[start]

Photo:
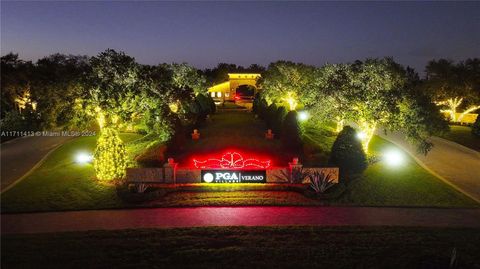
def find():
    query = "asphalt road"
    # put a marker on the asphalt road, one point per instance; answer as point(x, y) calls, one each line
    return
point(458, 165)
point(237, 216)
point(20, 155)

[end]

Give back every line of the records above word for word, but leave out the pictures.

SOLUTION FOR THIS EXERCISE =
Photo:
def find():
    query = "asphalt road"
    # put a marker on the asphalt road, one point per instance; answer as point(x, y) calls, one each line
    return
point(458, 165)
point(237, 216)
point(20, 155)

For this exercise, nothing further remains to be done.